CHALLENGE – Can you put every line of the material below into a JSON list of strings, one string per line, with blank lines left out?

### RAW DATA

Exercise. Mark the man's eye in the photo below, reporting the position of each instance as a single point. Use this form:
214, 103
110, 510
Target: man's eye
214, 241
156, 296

######

THE RESPONSE –
[
  "Exercise. Mark the man's eye in the photo below, reporting the position of each instance as a single point. Use this form:",
  "214, 103",
  "110, 510",
  "Target: man's eye",
  "214, 241",
  "156, 296"
]